▸ Page extract
Start

David PONCE | 5 Jan 2005 10:19
Picon

Re: Bug in semantic-el.el and a nifty new parser for defalias

Hi Eric,

> Fixing defstruct parsing sounds like a good idea.  I'm not surprised
> it was broken as I probably never tested it.

OK, I committed the fix.

>   C has something like an alias that you can declare in a "typedef",
> and it is a special kind of type which is the type it is aliasing
> through the "parent" slot.
> 
>   A function being aliased will not always be loaded into Emacs for
> the finding so it may be unreliable to attempt any extra extraction.
> It may be best to postpone such searching till later for other reasons
> as well.  For example with these definitions:
> 
> Emacs Lisp:
>   (defalias 'newsym 'oldsym "why an alias")
>   (defalias 'newsym (lambda (a) "Say what?") "What say?")
> 
> C:
> #define NEWSYM oldsym
> 
>   These ought to be addressed in the same way, though the C one isn't
> captured in the TAG structure yet.  It may be that an "alias" is
> something special to deal with for multiple languages.  For example:
> 
> (semantic-format-tag-summarize ALIAS)

End

▸ Exercise
In the mailing-list message above about parsing defalias in Emacs Lisp, transcribe the passage between "David PONCE |" and "committed the fix.", inclusive.

▸ Data
Start

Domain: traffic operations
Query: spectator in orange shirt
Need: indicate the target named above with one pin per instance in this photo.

End

▸ Expected output
David PONCE | 5 Jan 2005 10:19
Picon

Re: Bug in semantic-el.el and a nifty new parser for defalias

Hi Eric,

> Fixing defstruct parsing sounds like a good idea.  I'm not surprised
> it was broken as I probably never tested it.

OK, I committed the fix.